YOUR INSTRUCTIONS – Copy every line of the following material word for word.

TASK INPUT –
********
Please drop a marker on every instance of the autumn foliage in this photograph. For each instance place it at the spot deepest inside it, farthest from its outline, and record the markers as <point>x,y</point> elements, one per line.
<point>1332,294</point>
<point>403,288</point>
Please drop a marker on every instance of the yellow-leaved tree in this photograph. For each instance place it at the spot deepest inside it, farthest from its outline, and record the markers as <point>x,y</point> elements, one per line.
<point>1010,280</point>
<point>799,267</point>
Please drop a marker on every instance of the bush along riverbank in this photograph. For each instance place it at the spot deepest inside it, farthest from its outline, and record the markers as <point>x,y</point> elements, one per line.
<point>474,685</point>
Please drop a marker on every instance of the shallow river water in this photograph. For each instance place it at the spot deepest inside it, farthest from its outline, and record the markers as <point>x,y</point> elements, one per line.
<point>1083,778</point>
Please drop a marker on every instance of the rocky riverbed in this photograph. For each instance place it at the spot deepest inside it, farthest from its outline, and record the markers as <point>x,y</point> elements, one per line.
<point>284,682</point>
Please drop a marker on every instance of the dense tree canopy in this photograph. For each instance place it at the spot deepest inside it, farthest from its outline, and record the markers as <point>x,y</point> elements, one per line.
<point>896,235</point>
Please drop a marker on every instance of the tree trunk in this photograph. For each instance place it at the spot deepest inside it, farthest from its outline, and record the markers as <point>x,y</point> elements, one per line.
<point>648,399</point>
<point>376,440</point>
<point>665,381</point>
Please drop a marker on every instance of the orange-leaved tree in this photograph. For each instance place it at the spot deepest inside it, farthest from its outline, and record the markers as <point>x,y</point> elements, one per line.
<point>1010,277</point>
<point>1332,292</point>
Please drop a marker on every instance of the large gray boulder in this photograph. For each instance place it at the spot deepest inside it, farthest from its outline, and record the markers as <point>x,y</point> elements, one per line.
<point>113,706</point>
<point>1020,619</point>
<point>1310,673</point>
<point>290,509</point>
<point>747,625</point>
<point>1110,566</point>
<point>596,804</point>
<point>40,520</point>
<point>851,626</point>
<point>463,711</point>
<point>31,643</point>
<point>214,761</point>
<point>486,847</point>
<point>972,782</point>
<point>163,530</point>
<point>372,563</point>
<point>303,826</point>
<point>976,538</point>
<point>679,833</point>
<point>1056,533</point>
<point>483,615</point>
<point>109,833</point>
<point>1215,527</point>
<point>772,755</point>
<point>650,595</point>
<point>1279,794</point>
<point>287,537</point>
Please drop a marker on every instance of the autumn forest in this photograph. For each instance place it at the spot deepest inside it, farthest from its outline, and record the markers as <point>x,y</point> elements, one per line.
********
RESULT FOR THIS TASK –
Please drop a marker on every instance of the autumn foliage in this photograph. For each instance place it at the spot deepest inside it, farthest from its outline, and record the markers as <point>x,y</point> elements, one per line.
<point>1332,294</point>
<point>403,288</point>
Please drop a marker on every instance of the yellow-leaved tree in this photograph. For each instance place it at the spot deepest inside it, farthest from its outline, and record the markers as <point>x,y</point> elements, one per line.
<point>1010,280</point>
<point>799,267</point>
Please drop a marker on every instance of the bush along riverbank in this photograph. For each instance place it at the spot deepest inside it, farthest from its outline, and record the markers as <point>x,y</point> elements, one per line.
<point>474,685</point>
Please drop a marker on every instance of the shallow river water in this photograph. For each instance place it at the spot deepest inside it, farthest from its outline, and record the markers as <point>x,y</point> elements, one per line.
<point>1083,778</point>
Please drop a marker on every instance of the rocky riverbed in this photograph. For each instance place it at the spot deepest inside it, farthest from its outline, and record the markers as <point>x,y</point> elements, one per line.
<point>284,682</point>
Please drop a marker on every instance of the dense tree canopy in this photograph. For each instance place it at the spot deepest inside it, farthest from its outline, and record the markers as <point>x,y</point> elements, one per line.
<point>896,235</point>
Please drop a marker on every instance of the tree trunk in this photograph. For each instance place it at the spot deepest inside it, farthest from its outline, and record the markers as <point>x,y</point> elements, one per line.
<point>648,399</point>
<point>376,440</point>
<point>665,381</point>
Please drop a marker on every instance of the orange-leaved tree in this photograph. For each instance place it at the spot deepest inside it, farthest from its outline, and record the markers as <point>x,y</point> elements, one per line.
<point>1010,277</point>
<point>1332,292</point>
Please drop a marker on every instance of the large gray boulder in this photograph. For each instance place it at the spot deepest inside it, farthest from its outline, and record the markers as <point>x,y</point> elements, one per line.
<point>113,706</point>
<point>1020,619</point>
<point>1310,673</point>
<point>290,509</point>
<point>747,625</point>
<point>1110,566</point>
<point>596,804</point>
<point>40,520</point>
<point>851,626</point>
<point>463,711</point>
<point>31,643</point>
<point>214,761</point>
<point>486,847</point>
<point>972,782</point>
<point>163,530</point>
<point>372,563</point>
<point>303,826</point>
<point>976,538</point>
<point>679,833</point>
<point>1056,533</point>
<point>483,615</point>
<point>109,833</point>
<point>1215,527</point>
<point>772,755</point>
<point>650,595</point>
<point>1279,794</point>
<point>287,537</point>
Please drop a marker on every instance of the autumn forest in this photograph. For each instance place it at the spot deepest inside it, farthest from its outline, and record the markers as <point>x,y</point> elements, one per line.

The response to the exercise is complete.